Aim of the task - Give back all of the data unchanged. Keep every word as it is.

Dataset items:

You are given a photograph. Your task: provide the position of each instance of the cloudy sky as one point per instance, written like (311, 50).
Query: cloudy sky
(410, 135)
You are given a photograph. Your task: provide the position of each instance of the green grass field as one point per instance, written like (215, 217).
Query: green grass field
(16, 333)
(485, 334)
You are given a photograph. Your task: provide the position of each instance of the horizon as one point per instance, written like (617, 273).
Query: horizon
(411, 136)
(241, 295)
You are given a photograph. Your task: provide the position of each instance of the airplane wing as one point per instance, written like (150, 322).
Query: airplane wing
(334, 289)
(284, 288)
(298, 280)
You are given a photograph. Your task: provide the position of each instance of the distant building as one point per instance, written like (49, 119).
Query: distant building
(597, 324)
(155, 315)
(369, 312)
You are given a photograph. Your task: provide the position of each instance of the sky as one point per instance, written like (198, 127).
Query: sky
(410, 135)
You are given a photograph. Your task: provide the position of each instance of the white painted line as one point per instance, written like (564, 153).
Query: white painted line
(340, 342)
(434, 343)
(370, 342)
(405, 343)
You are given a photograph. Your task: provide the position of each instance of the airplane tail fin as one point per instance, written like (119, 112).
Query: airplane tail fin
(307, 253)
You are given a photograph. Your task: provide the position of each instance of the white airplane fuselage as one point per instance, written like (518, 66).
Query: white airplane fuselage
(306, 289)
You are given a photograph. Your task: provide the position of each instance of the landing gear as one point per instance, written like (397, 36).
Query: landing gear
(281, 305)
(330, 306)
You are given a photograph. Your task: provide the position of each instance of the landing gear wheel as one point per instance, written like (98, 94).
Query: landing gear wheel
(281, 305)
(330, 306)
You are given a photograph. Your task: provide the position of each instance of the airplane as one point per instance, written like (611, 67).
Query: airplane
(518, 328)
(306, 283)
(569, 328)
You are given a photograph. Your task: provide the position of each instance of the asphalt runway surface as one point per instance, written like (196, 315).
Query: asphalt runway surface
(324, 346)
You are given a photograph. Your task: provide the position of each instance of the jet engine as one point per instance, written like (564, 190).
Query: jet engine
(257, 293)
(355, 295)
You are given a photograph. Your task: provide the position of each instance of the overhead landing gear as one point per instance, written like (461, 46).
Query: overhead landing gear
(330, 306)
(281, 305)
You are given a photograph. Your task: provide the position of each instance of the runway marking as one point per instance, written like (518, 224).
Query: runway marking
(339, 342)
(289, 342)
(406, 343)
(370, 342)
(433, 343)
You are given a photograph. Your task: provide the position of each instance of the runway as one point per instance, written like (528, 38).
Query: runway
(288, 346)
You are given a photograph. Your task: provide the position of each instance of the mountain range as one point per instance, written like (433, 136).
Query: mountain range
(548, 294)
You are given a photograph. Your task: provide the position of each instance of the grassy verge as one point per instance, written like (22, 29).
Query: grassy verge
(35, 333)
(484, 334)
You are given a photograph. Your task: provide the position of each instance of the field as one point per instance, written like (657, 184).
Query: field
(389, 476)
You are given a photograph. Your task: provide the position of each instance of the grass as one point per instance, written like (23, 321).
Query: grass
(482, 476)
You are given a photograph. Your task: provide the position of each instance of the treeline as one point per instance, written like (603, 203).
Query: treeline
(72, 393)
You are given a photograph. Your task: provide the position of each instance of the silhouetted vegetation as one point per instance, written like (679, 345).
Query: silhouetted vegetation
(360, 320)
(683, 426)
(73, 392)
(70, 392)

Exercise response -
You are given a photograph. Your task: provide the position of each instance of the cloudy sky as one point per instance, written like (311, 50).
Query: cloudy sky
(410, 135)
You are given a photograph. Your task: provide the position of each instance of the green grass field as one point per instance, written like (215, 217).
Query: green grass field
(16, 333)
(485, 334)
You are given a photograph. Your task: provide the position of each instance of the horizon as one point per instance, written like (617, 273).
Query: horizon
(411, 136)
(241, 295)
You are given a photograph. Your task: provide the position of each instance of the airplane wing as one point per instance, written like (150, 322).
Query: airplane wing
(334, 289)
(284, 288)
(298, 280)
You are given a photograph. Your task: provide the position of each instance of the distant building as one point per instance, written like (49, 119).
Query: distant building
(597, 324)
(155, 315)
(369, 312)
You are given a photograph. Your task: provide the position of each instance of the sky as one point per instance, written like (198, 127).
Query: sky
(410, 135)
You are given a photograph. Your task: provide the position of each instance of the white painted line as one point per instance, written like (564, 153).
Query: white painted line
(340, 342)
(434, 343)
(370, 342)
(405, 343)
You are given a photograph. Your task: provide the position of each instance of the airplane tail fin as one point per instance, written like (119, 112).
Query: airplane tail fin
(307, 253)
You are given a photograph. Your task: provide the position of each instance of the white airplane fuselage as one point per instance, written like (518, 66).
Query: white airplane fuselage
(306, 289)
You are given a photograph. Your task: provide the position of each instance of the landing gear as one point per instance, written like (397, 36).
Query: landing gear
(281, 305)
(330, 306)
You are given a photograph. Your task: provide the position of each instance of the landing gear wheel as one point per instance, written like (98, 94).
Query: landing gear wheel
(281, 305)
(330, 306)
You are given a photograph. Your task: provide the position of each instance of the airplane as one point per instance, written like (611, 67).
Query: airplane
(518, 328)
(306, 283)
(569, 328)
You are given a photograph. Your task: provide the position of each instance of the asphalt runway surface as one point per instance, written like (196, 315).
Query: asphalt runway surface
(324, 346)
You are given a photograph. Your task: provide the position of each instance of the jet engine as one point per instance, written like (564, 190).
Query: jet engine
(257, 293)
(355, 295)
You are given a photograph. Your task: provide the position of each instance of the overhead landing gear as one point per instance, written like (461, 46).
Query: overhead landing gear
(330, 306)
(281, 305)
You are given a photograph. Your task: provide the position of each instance of the runway marking as one point per instance, written like (518, 224).
Query: runway marking
(339, 342)
(289, 342)
(406, 343)
(370, 342)
(433, 343)
You are given a photograph. Your task: provide the position of each instance of the runway as one point per instance, written like (528, 38).
Query: runway
(288, 346)
You are given a photograph. Your task: provide the position of each instance of the mountain range as one point per instance, written like (433, 136).
Query: mountain range
(548, 294)
You are given a photograph. Your task: provide the position of each instance of the grassy verge as one point per instance, written like (22, 29).
Query: grassy verge
(35, 333)
(484, 334)
You are given a photograph. Your task: provide the position of each instance of the field as one point per instance, written like (657, 184).
Query: field
(389, 476)
You are given a photograph. Your task: provide the position of each instance of the grass as one point per instance, written like (23, 321).
Query: grass
(482, 476)
You are given a photograph. Your task: provide the position of each instance of the treeline as one point per instance, written like (603, 203).
Query: treeline
(72, 393)
You are given a photograph. Your task: provide the position of each instance of the silhouetted vegetation as one point per instance, written like (679, 345).
Query: silhouetted vegetation
(360, 320)
(683, 426)
(73, 392)
(70, 392)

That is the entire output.